### WRITTEN INSTRUCTION
In the excerpt on the adventure activities Bill, which act covers accidents in Irish waters?

Begin EXCERPT TO READ

Provision has been included to cater for the amendment to the definition of adventure activities, in consultation with the authority, by adding or deleting items from this list by Order. This procedure will follow a risk analysis of the relevant activity by the authority.

The Bill provides for a definition of an adventure activities operator as meaning a person who provides to members of the public for payment or reward: (a) training, instruction, supervision or leadership in an adventure activity; (b) facilities, including equipment for hire at a specified location, for the carrying on of an adventure activity, or (c) any two or more of the services specified previously at (a) and (b). Again, provision has been included to cater for amendment to this definition if necessary.

Under the provisions of the Bill, it will be mandatory for adventure activity operators to register with the authority in respect of specified adventure activities. The authority will develop codes of practice for specified adventure activities and it will be mandatory for adventure activity operators to abide by these codes. It will also introduce a regulatory scheme for specified adventure activities. This scheme will include the carrying out of inspections of operators by inspectors authorised by the authority. In certain circumstances, including non-compliance with a code of practice, the authority will have the power to direct an operator to suspend or cease the provision of specified adventure activities. It will also have the power to remove an adventure activity operator from the register of operators.

It should be noted that the definition of a provider in the Bill covers only those who provide adventure activities on a commercial basis. It does not cover schools or other educational establishments, which is a complex area. Schools do, in some instances, engage in adventure activities, but on an individual, local or preparatory level rather than a commercial basis. It has been agreed with the Minister for Education and Science and the Minister for Health and Children that, at this stage, the direct provision of adventure activities in schools to schoolchildren would not be included in the definition. This matter will, however, require further detailed investigation and it is proposed to leave this to the authority to examine after it has been established. New regulations would perhaps make schools, particularly the less well off ones, unwilling to undertake adventure activities. However, even though they are not covered by the Bill, it is anticipated that such institutions may wish to voluntarily adhere to the codes of practice the new authority will develop.

The Bill provides that the authority will be able to investigate any accident, incident, occurrence or any other matter related to the general purposes of the Bill. The investigation will be conducted solely to establish the cause of such acci dents and the adequacy of any codes of practice published or approved under this Bill with a view to recommending changes where appropriate. The authority will not have the power to direct an investigation into an accident at work, as this is covered under the Safety, Health and Welfare at Work Act, 1989, or into an accident in Irish waters, as this is covered under the Merchant Shipping (Investigation of Marine Casualties) Act, 2000, without my consent, given with the agreement of any other appropriate Minister. The purpose of the investigation will not be to attribute blame or fault but rather to produce a special report on the matter, however the authority will have the power to establish a tribunal of inquiry, with my consent, where it considers that such an action is necessary.

End EXCERPT TO READ
Begin DATA SHOWN

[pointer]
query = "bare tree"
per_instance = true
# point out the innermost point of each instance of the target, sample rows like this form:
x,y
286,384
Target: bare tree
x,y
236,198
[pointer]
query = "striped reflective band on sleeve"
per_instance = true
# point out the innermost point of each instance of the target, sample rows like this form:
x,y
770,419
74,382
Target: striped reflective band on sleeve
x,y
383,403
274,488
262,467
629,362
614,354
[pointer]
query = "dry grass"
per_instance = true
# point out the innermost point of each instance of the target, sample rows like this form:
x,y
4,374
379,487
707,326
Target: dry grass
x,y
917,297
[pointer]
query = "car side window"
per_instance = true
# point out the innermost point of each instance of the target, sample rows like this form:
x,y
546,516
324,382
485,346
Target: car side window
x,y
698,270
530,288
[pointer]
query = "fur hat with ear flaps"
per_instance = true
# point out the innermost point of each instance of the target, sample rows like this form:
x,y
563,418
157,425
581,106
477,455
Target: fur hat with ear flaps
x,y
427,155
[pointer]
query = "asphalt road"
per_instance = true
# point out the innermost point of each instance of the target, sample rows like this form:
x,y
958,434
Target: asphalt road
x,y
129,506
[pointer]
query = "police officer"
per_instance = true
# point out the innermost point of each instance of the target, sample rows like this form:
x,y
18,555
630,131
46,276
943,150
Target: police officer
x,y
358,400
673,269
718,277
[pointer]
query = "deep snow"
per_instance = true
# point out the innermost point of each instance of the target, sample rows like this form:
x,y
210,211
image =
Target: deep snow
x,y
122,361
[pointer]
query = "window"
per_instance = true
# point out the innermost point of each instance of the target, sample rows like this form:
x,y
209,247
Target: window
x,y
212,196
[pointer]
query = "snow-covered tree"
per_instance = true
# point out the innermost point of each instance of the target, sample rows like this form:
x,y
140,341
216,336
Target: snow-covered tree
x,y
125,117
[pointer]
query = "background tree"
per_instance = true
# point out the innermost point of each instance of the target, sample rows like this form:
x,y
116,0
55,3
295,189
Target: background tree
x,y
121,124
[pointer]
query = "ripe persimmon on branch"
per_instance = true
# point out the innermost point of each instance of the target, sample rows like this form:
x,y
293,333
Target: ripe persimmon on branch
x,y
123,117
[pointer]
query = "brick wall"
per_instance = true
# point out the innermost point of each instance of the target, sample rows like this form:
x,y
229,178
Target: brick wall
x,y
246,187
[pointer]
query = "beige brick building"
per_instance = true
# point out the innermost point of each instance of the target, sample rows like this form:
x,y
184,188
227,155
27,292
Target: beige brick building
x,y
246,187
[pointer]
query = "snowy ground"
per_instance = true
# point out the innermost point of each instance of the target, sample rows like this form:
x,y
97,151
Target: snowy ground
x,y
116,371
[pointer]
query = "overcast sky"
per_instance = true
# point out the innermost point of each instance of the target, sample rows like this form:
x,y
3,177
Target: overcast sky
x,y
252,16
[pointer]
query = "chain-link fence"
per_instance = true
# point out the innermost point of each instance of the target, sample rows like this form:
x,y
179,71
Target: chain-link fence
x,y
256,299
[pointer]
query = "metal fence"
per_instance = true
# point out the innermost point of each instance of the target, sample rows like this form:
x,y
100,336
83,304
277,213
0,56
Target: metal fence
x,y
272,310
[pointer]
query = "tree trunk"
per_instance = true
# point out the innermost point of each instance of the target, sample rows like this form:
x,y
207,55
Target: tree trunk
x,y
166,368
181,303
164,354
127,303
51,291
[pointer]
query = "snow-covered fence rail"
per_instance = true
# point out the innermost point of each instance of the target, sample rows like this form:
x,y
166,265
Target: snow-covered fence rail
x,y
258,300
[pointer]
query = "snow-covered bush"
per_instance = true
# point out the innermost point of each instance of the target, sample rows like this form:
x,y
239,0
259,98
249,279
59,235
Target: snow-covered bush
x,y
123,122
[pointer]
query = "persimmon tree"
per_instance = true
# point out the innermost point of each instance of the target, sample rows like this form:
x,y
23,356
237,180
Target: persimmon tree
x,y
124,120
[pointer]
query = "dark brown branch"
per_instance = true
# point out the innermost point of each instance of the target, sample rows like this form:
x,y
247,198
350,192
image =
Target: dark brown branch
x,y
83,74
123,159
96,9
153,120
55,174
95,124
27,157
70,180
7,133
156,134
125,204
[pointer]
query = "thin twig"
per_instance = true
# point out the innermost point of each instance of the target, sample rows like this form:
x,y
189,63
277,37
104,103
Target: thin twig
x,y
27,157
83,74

End DATA SHOWN

### ANSWER TO THE PROBLEM
The Merchant Shipping (Investigation of Marine Casualties) Act, 2000.